[Opening Provided records section]
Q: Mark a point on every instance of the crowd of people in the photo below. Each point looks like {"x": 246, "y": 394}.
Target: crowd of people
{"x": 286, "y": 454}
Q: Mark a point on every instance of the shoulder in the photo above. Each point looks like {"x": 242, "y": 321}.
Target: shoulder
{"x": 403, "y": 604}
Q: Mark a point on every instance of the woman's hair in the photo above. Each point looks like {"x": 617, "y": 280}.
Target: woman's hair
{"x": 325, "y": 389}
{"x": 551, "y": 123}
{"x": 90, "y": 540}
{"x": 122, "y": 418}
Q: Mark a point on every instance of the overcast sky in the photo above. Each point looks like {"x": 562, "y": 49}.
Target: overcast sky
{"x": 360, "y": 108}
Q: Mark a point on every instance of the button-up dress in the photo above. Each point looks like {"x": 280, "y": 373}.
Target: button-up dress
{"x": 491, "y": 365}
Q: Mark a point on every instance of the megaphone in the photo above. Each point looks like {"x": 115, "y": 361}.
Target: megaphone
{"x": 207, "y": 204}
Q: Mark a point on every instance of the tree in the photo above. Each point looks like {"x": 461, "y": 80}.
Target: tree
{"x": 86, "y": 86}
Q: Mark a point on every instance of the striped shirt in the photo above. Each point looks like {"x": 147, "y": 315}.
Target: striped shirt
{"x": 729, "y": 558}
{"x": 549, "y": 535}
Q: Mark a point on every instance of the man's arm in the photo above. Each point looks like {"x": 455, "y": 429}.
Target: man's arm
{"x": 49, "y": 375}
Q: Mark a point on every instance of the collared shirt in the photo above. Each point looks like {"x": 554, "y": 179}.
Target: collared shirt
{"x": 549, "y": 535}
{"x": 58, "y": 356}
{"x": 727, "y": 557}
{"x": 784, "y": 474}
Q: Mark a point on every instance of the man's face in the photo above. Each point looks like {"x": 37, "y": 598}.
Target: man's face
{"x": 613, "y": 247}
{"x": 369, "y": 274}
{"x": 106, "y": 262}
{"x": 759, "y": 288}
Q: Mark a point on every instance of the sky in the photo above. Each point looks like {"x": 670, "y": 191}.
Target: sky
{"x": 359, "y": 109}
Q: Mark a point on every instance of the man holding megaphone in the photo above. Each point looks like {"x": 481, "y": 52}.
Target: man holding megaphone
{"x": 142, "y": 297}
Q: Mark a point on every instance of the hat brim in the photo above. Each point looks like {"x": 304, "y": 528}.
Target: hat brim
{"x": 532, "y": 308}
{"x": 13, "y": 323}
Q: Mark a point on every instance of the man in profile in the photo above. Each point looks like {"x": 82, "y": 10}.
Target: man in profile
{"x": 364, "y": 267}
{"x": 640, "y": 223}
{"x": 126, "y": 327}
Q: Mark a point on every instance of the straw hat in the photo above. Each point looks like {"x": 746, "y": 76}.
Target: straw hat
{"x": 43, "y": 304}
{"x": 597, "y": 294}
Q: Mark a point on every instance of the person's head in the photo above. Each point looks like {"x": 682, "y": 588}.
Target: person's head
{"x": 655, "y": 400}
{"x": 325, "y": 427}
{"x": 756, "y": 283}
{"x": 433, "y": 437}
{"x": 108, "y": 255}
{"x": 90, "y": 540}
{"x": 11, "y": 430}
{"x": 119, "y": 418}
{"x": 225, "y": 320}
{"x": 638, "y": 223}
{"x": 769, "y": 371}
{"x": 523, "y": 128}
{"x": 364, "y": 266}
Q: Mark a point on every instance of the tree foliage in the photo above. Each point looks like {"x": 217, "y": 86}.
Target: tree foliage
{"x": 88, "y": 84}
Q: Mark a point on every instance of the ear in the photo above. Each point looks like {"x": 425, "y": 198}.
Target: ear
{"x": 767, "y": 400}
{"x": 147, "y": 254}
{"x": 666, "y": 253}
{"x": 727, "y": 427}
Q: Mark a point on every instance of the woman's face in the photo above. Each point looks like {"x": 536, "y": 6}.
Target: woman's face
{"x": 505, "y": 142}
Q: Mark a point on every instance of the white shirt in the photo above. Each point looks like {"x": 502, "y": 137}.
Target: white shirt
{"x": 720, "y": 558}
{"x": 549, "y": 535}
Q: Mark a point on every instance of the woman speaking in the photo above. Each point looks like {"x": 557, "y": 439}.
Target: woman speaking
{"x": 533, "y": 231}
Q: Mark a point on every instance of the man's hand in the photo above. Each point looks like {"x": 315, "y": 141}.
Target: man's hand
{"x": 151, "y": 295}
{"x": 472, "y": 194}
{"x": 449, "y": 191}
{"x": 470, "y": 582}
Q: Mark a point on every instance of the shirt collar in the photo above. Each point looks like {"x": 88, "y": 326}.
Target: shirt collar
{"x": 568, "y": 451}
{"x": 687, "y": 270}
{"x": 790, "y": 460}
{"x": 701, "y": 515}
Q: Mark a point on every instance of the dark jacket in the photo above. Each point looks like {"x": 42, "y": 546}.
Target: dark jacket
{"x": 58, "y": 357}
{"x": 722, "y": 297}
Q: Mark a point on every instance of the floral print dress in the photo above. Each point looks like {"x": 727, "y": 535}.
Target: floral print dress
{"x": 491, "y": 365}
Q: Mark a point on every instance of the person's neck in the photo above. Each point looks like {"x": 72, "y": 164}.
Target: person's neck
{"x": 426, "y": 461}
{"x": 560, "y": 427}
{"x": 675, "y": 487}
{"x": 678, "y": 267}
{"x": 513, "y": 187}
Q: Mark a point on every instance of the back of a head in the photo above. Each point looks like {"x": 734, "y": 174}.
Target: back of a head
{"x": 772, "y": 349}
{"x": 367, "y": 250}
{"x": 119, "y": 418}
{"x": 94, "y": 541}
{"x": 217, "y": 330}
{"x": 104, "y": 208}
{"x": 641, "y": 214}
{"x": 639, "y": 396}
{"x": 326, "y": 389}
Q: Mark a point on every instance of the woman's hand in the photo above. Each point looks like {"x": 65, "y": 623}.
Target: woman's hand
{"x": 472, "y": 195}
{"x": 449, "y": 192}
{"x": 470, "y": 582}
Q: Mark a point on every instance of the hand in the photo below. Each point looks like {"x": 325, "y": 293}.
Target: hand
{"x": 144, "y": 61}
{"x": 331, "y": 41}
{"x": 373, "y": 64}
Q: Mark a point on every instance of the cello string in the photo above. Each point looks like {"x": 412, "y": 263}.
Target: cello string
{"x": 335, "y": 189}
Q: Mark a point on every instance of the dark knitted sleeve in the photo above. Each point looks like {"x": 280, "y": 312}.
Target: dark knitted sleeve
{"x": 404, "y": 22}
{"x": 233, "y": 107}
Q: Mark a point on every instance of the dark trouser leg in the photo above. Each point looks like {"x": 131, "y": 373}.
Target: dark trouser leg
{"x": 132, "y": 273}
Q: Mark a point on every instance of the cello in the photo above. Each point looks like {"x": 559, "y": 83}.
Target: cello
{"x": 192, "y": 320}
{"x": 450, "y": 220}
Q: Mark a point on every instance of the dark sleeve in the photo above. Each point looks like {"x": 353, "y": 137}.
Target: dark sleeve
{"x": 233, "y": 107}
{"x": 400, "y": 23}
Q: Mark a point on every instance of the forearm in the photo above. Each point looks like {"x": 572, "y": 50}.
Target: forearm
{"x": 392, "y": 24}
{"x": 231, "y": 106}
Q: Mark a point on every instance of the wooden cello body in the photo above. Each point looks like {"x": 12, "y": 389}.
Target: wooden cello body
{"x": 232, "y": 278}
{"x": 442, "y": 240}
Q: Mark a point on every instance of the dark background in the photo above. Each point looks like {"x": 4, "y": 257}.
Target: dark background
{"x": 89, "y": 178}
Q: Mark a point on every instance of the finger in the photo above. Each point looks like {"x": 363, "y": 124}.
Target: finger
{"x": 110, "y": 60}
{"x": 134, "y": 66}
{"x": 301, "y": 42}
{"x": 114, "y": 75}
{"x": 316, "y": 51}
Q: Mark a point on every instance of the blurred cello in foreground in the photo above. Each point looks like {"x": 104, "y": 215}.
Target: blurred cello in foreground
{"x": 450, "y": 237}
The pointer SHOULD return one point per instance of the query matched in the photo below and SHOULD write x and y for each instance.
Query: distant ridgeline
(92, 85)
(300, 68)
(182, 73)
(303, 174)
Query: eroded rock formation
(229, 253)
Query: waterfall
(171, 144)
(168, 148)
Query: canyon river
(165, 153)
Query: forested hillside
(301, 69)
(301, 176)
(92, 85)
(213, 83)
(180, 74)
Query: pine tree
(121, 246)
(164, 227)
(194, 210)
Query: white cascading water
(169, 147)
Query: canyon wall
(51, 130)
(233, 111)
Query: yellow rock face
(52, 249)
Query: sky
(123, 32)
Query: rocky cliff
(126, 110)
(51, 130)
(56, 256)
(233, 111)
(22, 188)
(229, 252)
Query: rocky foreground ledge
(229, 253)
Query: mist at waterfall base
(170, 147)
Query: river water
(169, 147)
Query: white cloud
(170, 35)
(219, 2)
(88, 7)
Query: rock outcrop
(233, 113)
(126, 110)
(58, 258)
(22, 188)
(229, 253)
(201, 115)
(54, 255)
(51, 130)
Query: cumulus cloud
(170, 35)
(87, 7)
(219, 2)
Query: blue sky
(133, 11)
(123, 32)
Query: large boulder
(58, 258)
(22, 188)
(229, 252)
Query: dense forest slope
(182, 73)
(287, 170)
[Closing Provided records section]
Your goal: Please report every line of the records above that contains the word "below".

Written answer:
Q: Mark a point on every instance of the crowd of people in the photo below. Each point looks like {"x": 246, "y": 394}.
Q: Mark a point on every instance of the hand in the photo below. Each point looks like {"x": 325, "y": 293}.
The pointer SHOULD return one point per instance of the query matched in the photo below and SHOULD write x and y for each instance.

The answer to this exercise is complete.